### [What to produce]
If a line in the records below holds the string "person", count it; give only the total.

---*---

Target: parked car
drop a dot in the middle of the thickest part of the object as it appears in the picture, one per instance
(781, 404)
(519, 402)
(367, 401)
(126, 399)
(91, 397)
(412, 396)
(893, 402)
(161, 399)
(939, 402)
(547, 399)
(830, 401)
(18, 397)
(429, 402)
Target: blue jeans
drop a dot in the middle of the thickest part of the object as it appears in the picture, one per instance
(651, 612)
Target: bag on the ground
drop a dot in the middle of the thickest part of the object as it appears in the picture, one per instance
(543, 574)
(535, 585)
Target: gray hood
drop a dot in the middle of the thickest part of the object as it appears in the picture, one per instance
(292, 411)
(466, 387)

---*---

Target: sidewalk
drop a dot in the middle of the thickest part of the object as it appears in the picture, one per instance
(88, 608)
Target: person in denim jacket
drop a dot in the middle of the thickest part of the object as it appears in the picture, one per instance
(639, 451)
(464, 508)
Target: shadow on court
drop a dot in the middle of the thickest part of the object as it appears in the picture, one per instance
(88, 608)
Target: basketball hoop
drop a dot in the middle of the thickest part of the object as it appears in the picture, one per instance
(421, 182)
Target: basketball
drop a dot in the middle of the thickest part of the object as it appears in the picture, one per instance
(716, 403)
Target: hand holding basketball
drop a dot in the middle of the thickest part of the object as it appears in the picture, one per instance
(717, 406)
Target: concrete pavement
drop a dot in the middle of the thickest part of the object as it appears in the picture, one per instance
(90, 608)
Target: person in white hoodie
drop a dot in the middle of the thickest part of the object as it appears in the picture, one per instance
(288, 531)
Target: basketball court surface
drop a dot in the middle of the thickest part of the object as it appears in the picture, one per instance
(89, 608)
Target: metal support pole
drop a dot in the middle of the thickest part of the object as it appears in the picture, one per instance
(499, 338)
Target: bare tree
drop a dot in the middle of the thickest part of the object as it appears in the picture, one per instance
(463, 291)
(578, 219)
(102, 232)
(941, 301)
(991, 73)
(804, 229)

---*---

### [Response for this exercise]
2